» **EXTRACTED TEXT**:
-- START --
Based on the above analysis, this study proposes the following hypothesis.

• Hypothesis 1. Digital technology significantly enhances the efficiency of new-type urbanization.

2.2 Influencing mechanism

2.2.1 Government behavior

DT is systematically reshaping government governance mechanisms. On one hand, governments improve the efficiency of public service provision and administrative performance by developing government data platforms and intelligent regulatory systems, promoting a more refined and real-time operation of cities (Martins and Veiga, 2022). On the other hand, the digital economy has been incorporated into local performance evaluations and competitive development goals. Local governments introduce digital policies and optimize the business environment to attract capital and industrial clusters, thereby strengthening the allocation of resources to the digital sector (Briglauer et al., 2019; Falck et al., 2014; Xu, 2011). However, if interventions are poorly timed or executed, digital-related investments can become excessive and lead to resource misallocation, undermining fiscal efficiency and amplifying institutional distortions (Gao et al., 2017; Liao and Liu, 2013). Within this context, DT profoundly affects the mechanisms shaping NTUE by shifting government priorities and decision-making logic, and by restructuring fiscal expenditures and resource allocation.
-- END --
» **REQUIREMENT 1**: Reproduce the passage on digital technology and new-type urbanization word for word, from its first sentence to its last.
The passage and the rows that follow have nothing to do with each other.

» **DATASET ROWS**:
-- START --
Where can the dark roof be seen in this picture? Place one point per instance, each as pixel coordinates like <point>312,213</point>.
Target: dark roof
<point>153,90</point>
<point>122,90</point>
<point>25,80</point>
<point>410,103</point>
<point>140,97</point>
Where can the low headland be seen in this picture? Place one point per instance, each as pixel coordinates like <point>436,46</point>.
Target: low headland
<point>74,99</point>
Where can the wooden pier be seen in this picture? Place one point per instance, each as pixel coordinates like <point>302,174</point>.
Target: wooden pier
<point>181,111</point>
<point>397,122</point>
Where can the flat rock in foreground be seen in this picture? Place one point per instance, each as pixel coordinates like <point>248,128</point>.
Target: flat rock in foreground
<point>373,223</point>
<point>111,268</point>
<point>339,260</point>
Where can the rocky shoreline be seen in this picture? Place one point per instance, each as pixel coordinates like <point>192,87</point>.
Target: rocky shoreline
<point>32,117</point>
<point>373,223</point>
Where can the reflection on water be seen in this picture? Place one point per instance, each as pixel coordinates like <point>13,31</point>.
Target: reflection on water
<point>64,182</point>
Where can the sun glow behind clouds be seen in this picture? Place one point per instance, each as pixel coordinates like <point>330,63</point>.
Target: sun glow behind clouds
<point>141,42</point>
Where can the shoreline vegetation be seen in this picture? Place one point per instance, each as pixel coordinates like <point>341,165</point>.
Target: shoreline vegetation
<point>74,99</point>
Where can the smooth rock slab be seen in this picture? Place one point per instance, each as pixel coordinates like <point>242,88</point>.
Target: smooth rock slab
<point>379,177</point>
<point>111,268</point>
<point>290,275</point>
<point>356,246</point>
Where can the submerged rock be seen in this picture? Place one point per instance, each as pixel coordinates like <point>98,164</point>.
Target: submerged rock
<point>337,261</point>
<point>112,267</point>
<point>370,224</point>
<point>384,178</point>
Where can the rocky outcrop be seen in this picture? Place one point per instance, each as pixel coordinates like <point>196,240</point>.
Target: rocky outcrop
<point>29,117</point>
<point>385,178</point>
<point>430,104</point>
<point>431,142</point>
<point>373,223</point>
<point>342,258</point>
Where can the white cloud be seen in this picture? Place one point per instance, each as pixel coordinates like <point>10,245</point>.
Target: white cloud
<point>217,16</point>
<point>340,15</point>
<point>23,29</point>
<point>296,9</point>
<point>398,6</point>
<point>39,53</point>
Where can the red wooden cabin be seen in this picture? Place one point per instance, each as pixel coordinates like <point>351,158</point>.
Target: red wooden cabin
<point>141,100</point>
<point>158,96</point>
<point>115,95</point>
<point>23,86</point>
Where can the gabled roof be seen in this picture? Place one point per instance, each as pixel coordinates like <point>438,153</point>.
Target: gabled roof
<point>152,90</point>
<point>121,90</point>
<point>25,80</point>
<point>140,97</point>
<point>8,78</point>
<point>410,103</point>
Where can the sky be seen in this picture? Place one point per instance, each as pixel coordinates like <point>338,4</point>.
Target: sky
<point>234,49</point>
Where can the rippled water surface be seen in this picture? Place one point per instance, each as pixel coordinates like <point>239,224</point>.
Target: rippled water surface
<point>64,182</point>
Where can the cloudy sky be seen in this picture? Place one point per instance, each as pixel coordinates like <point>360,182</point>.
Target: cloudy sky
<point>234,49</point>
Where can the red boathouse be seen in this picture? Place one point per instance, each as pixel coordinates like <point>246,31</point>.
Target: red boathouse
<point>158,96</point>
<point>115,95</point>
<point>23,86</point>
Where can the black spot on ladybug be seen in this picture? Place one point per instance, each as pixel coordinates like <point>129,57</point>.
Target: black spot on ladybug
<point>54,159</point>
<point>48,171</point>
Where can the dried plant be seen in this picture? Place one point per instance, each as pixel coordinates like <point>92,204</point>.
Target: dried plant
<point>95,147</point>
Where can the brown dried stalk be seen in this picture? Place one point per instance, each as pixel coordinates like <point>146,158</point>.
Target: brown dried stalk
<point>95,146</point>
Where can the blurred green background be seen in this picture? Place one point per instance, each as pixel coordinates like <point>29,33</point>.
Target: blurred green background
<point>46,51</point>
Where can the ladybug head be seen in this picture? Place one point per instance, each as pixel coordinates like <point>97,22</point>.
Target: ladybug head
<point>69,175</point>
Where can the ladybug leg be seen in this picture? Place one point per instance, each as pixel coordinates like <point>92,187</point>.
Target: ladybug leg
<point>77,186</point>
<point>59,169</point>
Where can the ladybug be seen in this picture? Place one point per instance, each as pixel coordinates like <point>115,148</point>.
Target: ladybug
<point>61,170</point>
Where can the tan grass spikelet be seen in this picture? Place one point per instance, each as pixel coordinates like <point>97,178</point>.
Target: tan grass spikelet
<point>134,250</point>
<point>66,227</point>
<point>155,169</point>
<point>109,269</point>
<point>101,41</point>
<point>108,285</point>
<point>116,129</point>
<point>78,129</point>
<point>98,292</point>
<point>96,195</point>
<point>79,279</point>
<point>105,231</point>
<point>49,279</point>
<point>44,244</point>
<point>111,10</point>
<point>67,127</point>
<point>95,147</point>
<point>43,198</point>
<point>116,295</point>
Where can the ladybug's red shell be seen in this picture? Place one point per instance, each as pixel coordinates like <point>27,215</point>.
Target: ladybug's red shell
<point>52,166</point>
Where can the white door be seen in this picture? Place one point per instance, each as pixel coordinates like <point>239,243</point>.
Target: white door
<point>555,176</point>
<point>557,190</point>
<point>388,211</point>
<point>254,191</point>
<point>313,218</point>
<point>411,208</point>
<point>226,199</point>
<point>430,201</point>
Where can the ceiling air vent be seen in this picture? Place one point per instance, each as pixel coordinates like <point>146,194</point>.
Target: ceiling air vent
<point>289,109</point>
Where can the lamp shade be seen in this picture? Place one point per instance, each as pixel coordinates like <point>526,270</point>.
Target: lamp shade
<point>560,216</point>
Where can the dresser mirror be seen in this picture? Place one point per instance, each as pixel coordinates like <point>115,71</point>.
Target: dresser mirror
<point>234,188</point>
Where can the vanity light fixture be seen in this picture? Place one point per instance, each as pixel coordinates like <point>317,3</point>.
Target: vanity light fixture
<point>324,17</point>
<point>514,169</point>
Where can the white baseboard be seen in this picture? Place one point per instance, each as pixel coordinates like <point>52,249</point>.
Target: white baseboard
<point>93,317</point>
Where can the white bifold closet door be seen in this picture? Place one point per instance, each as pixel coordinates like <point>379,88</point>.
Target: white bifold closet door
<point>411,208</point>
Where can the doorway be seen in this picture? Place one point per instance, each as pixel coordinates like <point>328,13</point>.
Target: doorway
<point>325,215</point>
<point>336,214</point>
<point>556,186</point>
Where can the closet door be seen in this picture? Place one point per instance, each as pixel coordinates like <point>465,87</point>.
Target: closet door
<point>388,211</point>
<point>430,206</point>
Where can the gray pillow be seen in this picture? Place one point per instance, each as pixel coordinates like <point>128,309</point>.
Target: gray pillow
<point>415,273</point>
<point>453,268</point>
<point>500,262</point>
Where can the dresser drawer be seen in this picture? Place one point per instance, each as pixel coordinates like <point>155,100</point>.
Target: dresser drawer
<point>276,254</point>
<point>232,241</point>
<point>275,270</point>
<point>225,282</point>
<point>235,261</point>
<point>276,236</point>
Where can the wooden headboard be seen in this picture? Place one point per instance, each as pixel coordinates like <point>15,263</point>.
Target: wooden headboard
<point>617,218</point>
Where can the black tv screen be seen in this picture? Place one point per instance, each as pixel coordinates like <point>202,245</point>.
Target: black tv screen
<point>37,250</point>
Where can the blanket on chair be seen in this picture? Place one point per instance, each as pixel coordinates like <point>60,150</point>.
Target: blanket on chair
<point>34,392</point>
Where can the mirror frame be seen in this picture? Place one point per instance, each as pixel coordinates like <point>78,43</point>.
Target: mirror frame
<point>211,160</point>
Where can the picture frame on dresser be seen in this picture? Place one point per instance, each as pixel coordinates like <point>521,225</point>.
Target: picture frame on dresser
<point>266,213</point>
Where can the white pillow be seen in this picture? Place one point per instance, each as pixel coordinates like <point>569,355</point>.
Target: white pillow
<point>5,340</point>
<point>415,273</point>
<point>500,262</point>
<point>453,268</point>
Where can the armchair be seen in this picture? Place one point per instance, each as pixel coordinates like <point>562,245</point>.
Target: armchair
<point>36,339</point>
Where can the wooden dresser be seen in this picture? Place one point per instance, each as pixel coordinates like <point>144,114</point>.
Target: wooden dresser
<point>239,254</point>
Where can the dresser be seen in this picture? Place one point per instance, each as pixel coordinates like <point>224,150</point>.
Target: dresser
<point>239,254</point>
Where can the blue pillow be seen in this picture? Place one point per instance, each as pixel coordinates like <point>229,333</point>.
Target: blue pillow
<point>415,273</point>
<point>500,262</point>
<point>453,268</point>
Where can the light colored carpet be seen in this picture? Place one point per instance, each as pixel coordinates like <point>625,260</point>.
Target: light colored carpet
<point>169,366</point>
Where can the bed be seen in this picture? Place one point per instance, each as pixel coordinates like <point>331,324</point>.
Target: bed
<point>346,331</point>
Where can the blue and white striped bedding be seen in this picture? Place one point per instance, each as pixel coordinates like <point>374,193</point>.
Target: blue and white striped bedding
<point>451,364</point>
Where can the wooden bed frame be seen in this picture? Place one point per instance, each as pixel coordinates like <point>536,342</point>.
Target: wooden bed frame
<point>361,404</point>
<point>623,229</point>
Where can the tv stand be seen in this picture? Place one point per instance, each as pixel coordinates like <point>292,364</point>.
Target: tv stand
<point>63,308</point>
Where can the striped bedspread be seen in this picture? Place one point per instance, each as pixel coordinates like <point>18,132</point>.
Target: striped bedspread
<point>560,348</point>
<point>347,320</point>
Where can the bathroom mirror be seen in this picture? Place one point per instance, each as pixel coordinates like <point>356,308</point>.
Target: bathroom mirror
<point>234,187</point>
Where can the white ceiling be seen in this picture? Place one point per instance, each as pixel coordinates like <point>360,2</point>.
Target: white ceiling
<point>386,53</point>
-- END --
» **REQUIREMENT 2**: Recast the rows from the line with "Where can the vanity" to the line with "<point>556,186</point>" as a numbered list, both of those lines included and blank lines omitted. List only those lines.

» **TASK ANSWER 1**:
Based on the above analysis, this study proposes the following hypothesis.

• Hypothesis 1. Digital technology significantly enhances the efficiency of new-type urbanization.

2.2 Influencing mechanism

2.2.1 Government behavior

DT is systematically reshaping government governance mechanisms. On one hand, governments improve the efficiency of public service provision and administrative performance by developing government data platforms and intelligent regulatory systems, promoting a more refined and real-time operation of cities (Martins and Veiga, 2022). On the other hand, the digital economy has been incorporated into local performance evaluations and competitive development goals. Local governments introduce digital policies and optimize the business environment to attract capital and industrial clusters, thereby strengthening the allocation of resources to the digital sector (Briglauer et al., 2019; Falck et al., 2014; Xu, 2011). However, if interventions are poorly timed or executed, digital-related investments can become excessive and lead to resource misallocation, undermining fiscal efficiency and amplifying institutional distortions (Gao et al., 2017; Liao and Liu, 2013). Within this context, DT profoundly affects the mechanisms shaping NTUE by shifting government priorities and decision-making logic, and by restructuring fiscal expenditures and resource allocation.

» **TASK ANSWER 2**:
1. Where can the vanity light fixture be seen in this picture? Place one point per instance, each as pixel coordinates like <point>317,3</point>.
2. Target: vanity light fixture
3. <point>324,17</point>
4. <point>514,169</point>
5. Where can the white baseboard be seen in this picture? Place one point per instance, each as pixel coordinates like <point>52,249</point>.
6. Target: white baseboard
7. <point>93,317</point>
8. Where can the white bifold closet door be seen in this picture? Place one point per instance, each as pixel coordinates like <point>379,88</point>.
9. Target: white bifold closet door
10. <point>411,208</point>
11. Where can the doorway be seen in this picture? Place one point per instance, each as pixel coordinates like <point>328,13</point>.
12. Target: doorway
13. <point>325,215</point>
14. <point>336,214</point>
15. <point>556,186</point>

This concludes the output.